◆ What you have to do
When you transcribe the records that follow, reproduce each line exactly as given.
##### Supplied records
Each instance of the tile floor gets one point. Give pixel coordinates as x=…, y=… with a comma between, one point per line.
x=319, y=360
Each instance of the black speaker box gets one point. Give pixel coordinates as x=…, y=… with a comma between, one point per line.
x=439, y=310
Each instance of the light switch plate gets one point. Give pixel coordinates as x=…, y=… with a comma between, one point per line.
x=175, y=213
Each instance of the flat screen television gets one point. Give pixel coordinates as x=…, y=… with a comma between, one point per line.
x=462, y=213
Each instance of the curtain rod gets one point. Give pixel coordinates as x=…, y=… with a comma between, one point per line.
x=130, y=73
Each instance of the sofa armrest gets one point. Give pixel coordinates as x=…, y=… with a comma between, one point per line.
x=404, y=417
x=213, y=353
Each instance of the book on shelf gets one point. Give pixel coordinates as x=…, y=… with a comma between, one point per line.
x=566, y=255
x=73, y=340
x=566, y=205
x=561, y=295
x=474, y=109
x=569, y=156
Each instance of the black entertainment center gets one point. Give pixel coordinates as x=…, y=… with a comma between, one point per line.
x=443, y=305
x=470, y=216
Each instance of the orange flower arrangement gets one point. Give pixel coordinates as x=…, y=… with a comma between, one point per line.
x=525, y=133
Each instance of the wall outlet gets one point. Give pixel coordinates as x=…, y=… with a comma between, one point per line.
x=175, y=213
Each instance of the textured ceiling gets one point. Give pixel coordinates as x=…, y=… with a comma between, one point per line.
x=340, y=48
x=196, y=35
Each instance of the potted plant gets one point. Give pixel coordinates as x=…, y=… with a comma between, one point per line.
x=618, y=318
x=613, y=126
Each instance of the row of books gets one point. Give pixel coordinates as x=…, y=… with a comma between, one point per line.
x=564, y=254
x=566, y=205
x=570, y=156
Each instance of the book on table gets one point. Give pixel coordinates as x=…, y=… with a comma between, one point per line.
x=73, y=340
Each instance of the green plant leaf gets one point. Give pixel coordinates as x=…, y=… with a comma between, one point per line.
##########
◆ Response area
Each instance of the tile floor gets one point. Give pixel coordinates as x=…, y=… with a comma between, one point per line.
x=319, y=360
Each instance of the black speaker box gets one point. Give pixel coordinates as x=…, y=… with a comma between, one point per line.
x=439, y=310
Each instance of the light switch plate gets one point. Give pixel coordinates as x=…, y=… with a comma between, one point per line.
x=175, y=213
Each instance of the flat screen television gets one point. Give pixel coordinates as x=…, y=… with a comma between, one point per line.
x=462, y=213
Each instance of the curtain rod gets one point. Give pixel coordinates as x=…, y=… with a comma between, one point per line.
x=130, y=73
Each instance of the sofa armrest gets one point. Give pixel coordinates as x=…, y=… with a comma between, one point per line.
x=404, y=417
x=213, y=353
Each instance of the book on shelf gets one point. Give pixel coordinates as x=…, y=… with a comma between, one point per line.
x=566, y=255
x=73, y=340
x=566, y=205
x=561, y=295
x=474, y=109
x=569, y=156
Each instance of the black entertainment center gets one point. Give pixel coordinates as x=…, y=… with a comma between, one point per line.
x=443, y=305
x=470, y=216
Each instance of the orange flower arrangement gets one point. Give pixel coordinates as x=…, y=… with a comma between, one point per line.
x=525, y=133
Each instance of the wall outlet gets one point. Give pixel coordinates as x=…, y=… with a comma between, one point per line.
x=175, y=213
Each instance of the textured ceiling gets one point. Give pixel coordinates as x=…, y=… with a comma between, one point per line.
x=340, y=48
x=196, y=35
Each instance of the potted plant gets one point. Give pixel coordinates as x=…, y=… with a comma between, one point per line.
x=618, y=318
x=613, y=126
Each instance of the row of books gets one point. Give pixel coordinates as x=…, y=… with a comma between, one point per line.
x=564, y=254
x=566, y=205
x=570, y=156
Each instance of the book on table gets one point. Give pixel coordinates as x=…, y=… with a comma between, one point per line.
x=73, y=340
Each instance of the green plant leaf gets one point. Give pixel coordinates as x=…, y=… with a comma between, one point per line.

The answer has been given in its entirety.